### Task directions
Reproduce every line in the stretch from the one containing "Where can the tree" through the one containing "<point>675,548</point>", and nothing more, multiplying each coordinate given as an answer by 1.5 and rounding it to a whole number, with halves rounded up. The sample coordinates after "like" stay unchanged.

### Entries
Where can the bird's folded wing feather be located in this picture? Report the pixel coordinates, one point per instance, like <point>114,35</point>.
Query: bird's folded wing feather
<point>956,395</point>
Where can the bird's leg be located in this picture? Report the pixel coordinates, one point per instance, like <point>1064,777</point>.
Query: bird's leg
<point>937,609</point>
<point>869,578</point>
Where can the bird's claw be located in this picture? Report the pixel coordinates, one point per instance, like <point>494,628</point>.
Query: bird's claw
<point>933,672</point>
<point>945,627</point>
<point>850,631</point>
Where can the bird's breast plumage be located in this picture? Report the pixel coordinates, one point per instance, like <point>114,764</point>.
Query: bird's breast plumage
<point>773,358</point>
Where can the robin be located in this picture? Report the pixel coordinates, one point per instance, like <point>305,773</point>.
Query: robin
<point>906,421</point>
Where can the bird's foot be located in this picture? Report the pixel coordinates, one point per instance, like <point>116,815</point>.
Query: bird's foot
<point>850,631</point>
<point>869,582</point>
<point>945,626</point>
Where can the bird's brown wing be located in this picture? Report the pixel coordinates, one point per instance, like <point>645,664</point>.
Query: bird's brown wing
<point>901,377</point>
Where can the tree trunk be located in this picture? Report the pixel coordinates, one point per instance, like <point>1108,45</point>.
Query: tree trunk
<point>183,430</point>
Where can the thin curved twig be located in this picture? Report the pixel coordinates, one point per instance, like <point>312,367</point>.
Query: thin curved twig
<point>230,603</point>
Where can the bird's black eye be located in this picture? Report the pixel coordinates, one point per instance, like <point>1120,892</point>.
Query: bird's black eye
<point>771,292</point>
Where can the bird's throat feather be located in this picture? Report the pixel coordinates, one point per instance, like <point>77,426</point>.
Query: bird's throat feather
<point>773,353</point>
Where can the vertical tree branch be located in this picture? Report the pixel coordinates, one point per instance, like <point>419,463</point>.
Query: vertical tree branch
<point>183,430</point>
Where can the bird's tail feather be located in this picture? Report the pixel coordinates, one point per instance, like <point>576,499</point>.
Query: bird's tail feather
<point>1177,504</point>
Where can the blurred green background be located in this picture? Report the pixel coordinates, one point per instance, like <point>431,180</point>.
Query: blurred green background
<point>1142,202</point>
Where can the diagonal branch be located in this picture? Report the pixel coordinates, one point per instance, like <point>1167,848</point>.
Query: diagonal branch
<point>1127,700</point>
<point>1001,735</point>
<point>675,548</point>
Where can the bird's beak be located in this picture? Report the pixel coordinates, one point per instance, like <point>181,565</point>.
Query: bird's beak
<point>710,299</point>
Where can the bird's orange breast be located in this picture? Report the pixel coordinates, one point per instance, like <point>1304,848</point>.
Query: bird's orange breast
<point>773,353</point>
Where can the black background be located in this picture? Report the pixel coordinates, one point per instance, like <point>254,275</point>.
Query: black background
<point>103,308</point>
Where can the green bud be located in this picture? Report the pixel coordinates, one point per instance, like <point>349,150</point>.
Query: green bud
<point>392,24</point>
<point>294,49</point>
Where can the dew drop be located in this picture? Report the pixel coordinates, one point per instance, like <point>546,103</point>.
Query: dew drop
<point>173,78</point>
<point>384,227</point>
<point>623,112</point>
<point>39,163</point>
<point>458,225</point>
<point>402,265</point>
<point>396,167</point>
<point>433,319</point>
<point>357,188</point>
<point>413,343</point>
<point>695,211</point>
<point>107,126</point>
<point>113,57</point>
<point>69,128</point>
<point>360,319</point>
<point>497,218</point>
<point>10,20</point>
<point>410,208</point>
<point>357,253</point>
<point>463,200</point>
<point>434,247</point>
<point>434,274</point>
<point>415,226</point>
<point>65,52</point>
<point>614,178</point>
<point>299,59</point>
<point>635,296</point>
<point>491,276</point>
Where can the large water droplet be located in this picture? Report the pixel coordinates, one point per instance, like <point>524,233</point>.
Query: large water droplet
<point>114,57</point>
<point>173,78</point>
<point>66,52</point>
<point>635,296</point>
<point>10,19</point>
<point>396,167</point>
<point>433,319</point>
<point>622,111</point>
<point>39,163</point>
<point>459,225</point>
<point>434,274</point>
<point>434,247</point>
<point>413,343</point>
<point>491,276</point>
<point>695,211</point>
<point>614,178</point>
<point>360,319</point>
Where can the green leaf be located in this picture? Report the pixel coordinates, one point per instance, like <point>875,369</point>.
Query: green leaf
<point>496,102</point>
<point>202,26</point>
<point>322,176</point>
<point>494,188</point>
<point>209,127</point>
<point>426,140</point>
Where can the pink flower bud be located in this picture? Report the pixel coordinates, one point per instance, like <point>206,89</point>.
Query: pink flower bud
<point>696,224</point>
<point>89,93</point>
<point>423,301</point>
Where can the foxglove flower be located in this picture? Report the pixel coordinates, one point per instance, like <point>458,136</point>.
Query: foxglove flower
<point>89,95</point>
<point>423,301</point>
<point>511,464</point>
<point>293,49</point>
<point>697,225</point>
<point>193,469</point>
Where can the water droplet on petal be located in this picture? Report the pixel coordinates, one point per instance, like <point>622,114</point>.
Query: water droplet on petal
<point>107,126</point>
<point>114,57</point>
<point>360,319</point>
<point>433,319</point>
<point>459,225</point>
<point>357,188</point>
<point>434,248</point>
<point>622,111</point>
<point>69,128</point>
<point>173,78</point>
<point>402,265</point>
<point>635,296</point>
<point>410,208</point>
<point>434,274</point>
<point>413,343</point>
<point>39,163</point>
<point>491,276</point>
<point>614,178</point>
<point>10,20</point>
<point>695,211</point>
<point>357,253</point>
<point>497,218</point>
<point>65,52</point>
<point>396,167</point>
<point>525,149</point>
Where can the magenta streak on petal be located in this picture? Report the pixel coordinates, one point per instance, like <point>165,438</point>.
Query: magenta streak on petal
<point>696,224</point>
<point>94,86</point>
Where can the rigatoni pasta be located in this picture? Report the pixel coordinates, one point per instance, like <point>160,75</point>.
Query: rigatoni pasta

### Final result
Where can the tree trunk be located in this picture? Report the pixel coordinates, one point per instance, like <point>1108,45</point>.
Query: tree trunk
<point>275,645</point>
Where can the thin curved twig be located in this picture? Report the pixel coordinates, one point per instance, like <point>312,367</point>.
Query: thin curved twig
<point>345,905</point>
Where can the bird's black eye be located in this picture? Report the pixel coordinates, one point per instance, like <point>1120,892</point>.
Query: bird's black eye
<point>1157,438</point>
Where can the bird's throat feather be located in this picture? Report the pixel coordinates, one point per instance, like <point>77,426</point>.
Query: bird's throat feather
<point>1160,530</point>
Where can the vertical tree branch be located in this picture? Report the pixel coordinates, one point per instance, like <point>419,463</point>.
Query: vertical tree branch
<point>275,645</point>
Where can the bird's tail feather be located in this picture? Report the pixel coordinates, one point per instance, like <point>576,499</point>.
Query: bird's tail feather
<point>1766,756</point>
Where can the blurred green background be located in this picture? Report the pixel coordinates, one point per instance, like <point>431,180</point>.
Query: blurred green background
<point>1713,303</point>
Where can the diagonal branch be located in this picture? Report the pixel coordinates, one point per instance, like <point>1167,848</point>.
Query: diagonal branch
<point>1691,1050</point>
<point>1502,1103</point>
<point>1013,822</point>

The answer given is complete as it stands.